Arbeitsanweisungen:
1 – Geben Sie aus dem Textauszug über den wartenden Piloten die Stelle wieder, die mit den Worten „Ich wünschte, die“ beginnt und mit „von Zürich ist.“ endet.
2 – Beantworten Sie zum Textauszug über den wartenden Piloten:
(a) Welches US-Nachrichtenmagazin bezeichnete den Piloten als Held?
(b) Von wo nach wo sollte die Maschine fliegen, die auf den verspäteten Passagier wartete?
(c) An welcher Ecke in Zürich ereignete sich der Vorfall mit dem Busfahrer?

Textauszug:
--- --- ---
Was bei diesem Fall damals die Besonderheit ausmachte, war, dass der Kapitän eine startbereite Maschine von Los Angeles nach Tucson warten liess, damit ein verspätet kommender Passagier an Bord konnte, der die Reise antrat, um im Krankenhaus von seinem verstorbenen Enkelsohn Abschied zu nehmen. Der Pilot, der das Warten der Maschine veranlasste, wurde vom US-Nachrichtenmagazin «Time» als Held bezeichnet, und es gibt wohl keinen gerecht und billig denkenden Menschen, der seine Handlungsweise nicht gutheissen würde.
Ich persönlich finde es übrigens ebenfalls richtig, wenn ein Flug (sofern die Startverzögerung vertretbar ist) auch auf Passagiere wartet, die mit weniger dringenden Anliegen verspätet sind, zum Beispiel Anschlussreisende. Denn ich weiss, wie lästig es ist, wenn man Anschlussflüge verpasst, und ich denke, auch hier wird mir kein billig und gerecht denkender Mensch widersprechen. Natürlich weiss ich ausserdem, dass das Warten wiederum Verspätung bedeutet (obschon die im Flugplan angegebenen Reisezeiten ja stets ein Zeitpolster enthalten). Und dass Verspätungen Kompensationsforderungen nach sich ziehen können.
Etwas mehr Menschlichkeit und Empathie
Umso mehr ist es zu würdigen, dass gerade eine Fluggesellschaft wie Southwest, die in dem Ruf steht, ein hart kalkulierender Günstigflieger zu sein, nach besagtem Vorfall verlautbaren liess, man sei «stolz» auf so einen Piloten, der sich einen Sinn für wirkliche Prioritäten und Menschlichkeit bewahrt habe. «Das Flugzeug fliegt ohne mich nirgendwo hin, und ich wäre ohne Sie nirgendwohin geflogen», soll der betreffende Kapitän zu dem leidgeprüften Grossvater gesagt haben, und darinnen äussert sich ja in der Tat eine Einsicht, die im modernen hochrationellen Reisebetrieb nicht selten unterzugehen droht: Etwas mehr Menschlichkeit und Empathie führen durchaus nicht zum Zusammenbruch des Betriebs, machen aber das Leben leichter.
Ich wünschte, die Piloten der Verkehrsbetriebe meiner Heimatstadt Zürich hätten die gleiche Einstellung. Ich spreche von den hiesigen Tram- und Buschauffeuren. Die fahren einem ja ganz gerne mal sehenden Auges vor der Nase weg. Nicht alle. Aber viele. Zum Beispiel neulich dieser Busfahrer kurz vor Mitternacht mir und meiner sichtbar schwangeren Freundin Gloria (nicht von mir schwanger, wo denken Sie hin). An der Ecke Militär-/Langstrasse. Was ja nun nicht unbedingt die allerbeste Ecke von Zürich ist.
--- --- ---
Datensätze:
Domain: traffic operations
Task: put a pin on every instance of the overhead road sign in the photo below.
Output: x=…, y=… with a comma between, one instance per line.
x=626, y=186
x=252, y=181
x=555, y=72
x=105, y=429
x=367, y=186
--- --- ---
Antworten:
1 –
Ich wünschte, die Piloten der Verkehrsbetriebe meiner Heimatstadt Zürich hätten die gleiche Einstellung. Ich spreche von den hiesigen Tram- und Buschauffeuren. Die fahren einem ja ganz gerne mal sehenden Auges vor der Nase weg. Nicht alle. Aber viele. Zum Beispiel neulich dieser Busfahrer kurz vor Mitternacht mir und meiner sichtbar schwangeren Freundin Gloria (nicht von mir schwanger, wo denken Sie hin). An der Ecke Militär-/Langstrasse. Was ja nun nicht unbedingt die allerbeste Ecke von Zürich ist.

2 –
(a) «Time»
(b) Von Los Angeles nach Tucson
(c) An der Ecke Militär-/Langstrasse